(Point placement entries)
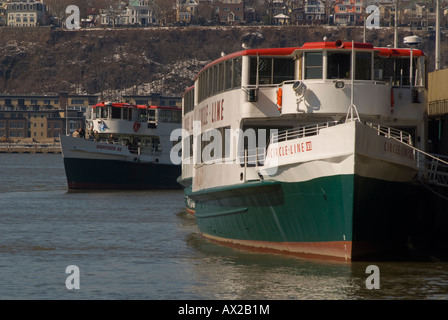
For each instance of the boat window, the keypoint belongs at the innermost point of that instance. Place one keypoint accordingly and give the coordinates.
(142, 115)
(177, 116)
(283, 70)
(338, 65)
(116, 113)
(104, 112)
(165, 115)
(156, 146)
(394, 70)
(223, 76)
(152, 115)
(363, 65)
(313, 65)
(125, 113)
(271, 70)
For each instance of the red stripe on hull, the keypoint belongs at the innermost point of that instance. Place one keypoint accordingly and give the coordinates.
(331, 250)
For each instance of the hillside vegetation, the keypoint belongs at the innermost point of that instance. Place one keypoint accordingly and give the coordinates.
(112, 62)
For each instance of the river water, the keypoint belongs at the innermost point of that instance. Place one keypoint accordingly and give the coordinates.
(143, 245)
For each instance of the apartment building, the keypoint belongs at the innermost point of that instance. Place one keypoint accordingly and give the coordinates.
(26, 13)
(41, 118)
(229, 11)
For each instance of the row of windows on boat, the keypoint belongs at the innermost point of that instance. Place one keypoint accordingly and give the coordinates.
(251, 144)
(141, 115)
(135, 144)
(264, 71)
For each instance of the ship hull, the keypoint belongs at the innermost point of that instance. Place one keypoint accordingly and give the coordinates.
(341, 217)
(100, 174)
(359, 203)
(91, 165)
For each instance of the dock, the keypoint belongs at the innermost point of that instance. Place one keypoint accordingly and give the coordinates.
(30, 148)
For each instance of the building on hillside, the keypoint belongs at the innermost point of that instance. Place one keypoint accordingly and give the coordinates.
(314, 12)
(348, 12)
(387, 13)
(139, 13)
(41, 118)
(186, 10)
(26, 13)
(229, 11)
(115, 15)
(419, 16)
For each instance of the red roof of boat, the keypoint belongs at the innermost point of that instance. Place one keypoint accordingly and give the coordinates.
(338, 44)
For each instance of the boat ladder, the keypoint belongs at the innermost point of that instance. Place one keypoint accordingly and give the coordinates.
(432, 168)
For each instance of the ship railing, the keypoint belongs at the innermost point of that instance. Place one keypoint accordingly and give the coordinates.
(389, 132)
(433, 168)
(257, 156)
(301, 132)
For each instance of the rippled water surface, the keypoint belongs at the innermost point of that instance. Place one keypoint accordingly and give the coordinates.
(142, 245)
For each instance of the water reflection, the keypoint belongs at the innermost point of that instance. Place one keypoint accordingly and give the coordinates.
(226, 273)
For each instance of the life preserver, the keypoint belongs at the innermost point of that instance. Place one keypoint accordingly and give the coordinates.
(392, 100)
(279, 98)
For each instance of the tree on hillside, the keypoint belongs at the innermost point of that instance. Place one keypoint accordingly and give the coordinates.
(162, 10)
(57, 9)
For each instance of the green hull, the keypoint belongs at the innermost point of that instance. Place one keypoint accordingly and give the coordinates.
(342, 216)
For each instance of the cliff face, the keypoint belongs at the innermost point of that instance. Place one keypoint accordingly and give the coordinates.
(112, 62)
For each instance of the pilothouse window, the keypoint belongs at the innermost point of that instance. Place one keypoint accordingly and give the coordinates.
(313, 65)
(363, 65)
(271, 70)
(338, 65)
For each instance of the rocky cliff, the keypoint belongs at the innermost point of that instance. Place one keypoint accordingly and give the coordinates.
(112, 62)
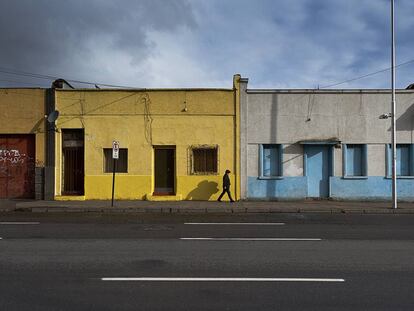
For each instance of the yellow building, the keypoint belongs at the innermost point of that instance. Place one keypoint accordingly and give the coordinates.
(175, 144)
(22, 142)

* Task goal: Format the entries above as a two-column CSV with the headers request and points, one row per request. Put each request's text and its answer in their own quoted field, replacing line breaks with spaces, and leave the pictures out.

* Exercise answer:
request,points
"For each instance of the boat window, the keypoint belongs at the innermost point of that instance. Place one keypoint accordingly and give the coordinates.","(142, 115) (177, 116) (283, 70) (338, 65) (116, 113) (104, 112) (165, 115) (156, 146) (394, 70) (223, 76) (152, 115) (363, 65) (313, 65) (125, 113) (271, 70)"
"For each instance of the red stripe on hull, the keypoint belongs at the innermost point of that instance. Place one keypoint accordingly and give the coordinates.","(331, 250)"
"For each instance of the hillside vegetation, the keypoint belongs at the innermost point of that instance. Place one keypoint accordingly and give the coordinates.","(112, 62)"
"For each instance of the river water, the keypoint belongs at the innermost point of that instance. Place one keypoint accordingly and give the coordinates.","(143, 245)"
"For each instance of the apartment building, the keypoint belongs at the innermost point of that instance. Place one keypoint accordingly and give the coordinates.","(26, 13) (41, 118) (229, 11)"
"For each instance of the row of windows on boat, the keypoint belongs at the innermost point of that instance. Place one keypoint accordingly and give the coordinates.","(251, 144) (141, 115) (135, 144) (264, 71)"
"For each instance of the ship hull, the keypoint belongs at the innermost point of that instance. Place one keypoint accordingly and give the coordinates.","(341, 217) (100, 174) (359, 203) (91, 165)"
"For each instance of the dock, the keypoint belongs at the innermost point of that instance. Place one keypoint accordingly and give the coordinates.","(30, 148)"
"For each instance of the building on hillside, the keypoint belongs at the innermost point of that instance. Place one keypoint accordingly and give the coordinates.","(314, 12) (348, 12) (387, 13) (139, 13) (41, 118) (186, 10) (26, 13) (229, 11) (115, 15) (419, 16)"
"For each instance of the red roof of boat, the keypoint belongs at the innermost point of that instance. Place one keypoint accordingly and give the coordinates.","(338, 44)"
"For each instance of the boat ladder, the keypoint belongs at the innermost point of that instance. Place one keypoint accordingly and give the coordinates.","(432, 168)"
"For each instance of the ship railing, the keypoint belongs at the innermost point of that instance. Place one keypoint accordingly and give the coordinates.","(389, 132) (433, 168) (257, 156) (301, 132)"
"For each instance of the rippled water surface, the keypoint belongs at the innermost point of that instance. Place one keypoint accordingly and give the coordinates.","(142, 245)"
"For each instance of the water reflection, the keypoint belongs at the innermost point of that instance. Place one keypoint accordingly and give the coordinates.","(226, 273)"
"For each instance of the life preserver, the keypoint belongs at the innermost point of that instance. Place one keypoint accordingly and give the coordinates.","(392, 100) (279, 98)"
"For each instance of the tree on hillside, the keypoint belongs at the innermost point of that instance. Place one keypoint accordingly and give the coordinates.","(162, 10) (57, 9)"
"For each instance of the green hull, the keypoint belongs at the innermost point of that instance. Place one keypoint accordingly and give the coordinates.","(342, 216)"
"For each instance of the cliff face, the keypoint belongs at the innermost point of that instance. Place one keypoint accordingly and give the coordinates.","(112, 62)"
"For each instance of the pilothouse window, the keypoint belongs at the innermost point of that instance. Place one keypoint accordingly and give the coordinates.","(313, 65) (363, 65) (271, 70) (338, 65)"
"For each instance of the rocky cliff, the keypoint belongs at the innermost point of that instance. Place one keypoint accordingly and give the coordinates.","(112, 62)"
"For each instance of the yellow building, the keypoint belongs at the innermost point of that instance. Place one keypoint accordingly and give the coordinates.","(175, 144) (22, 142)"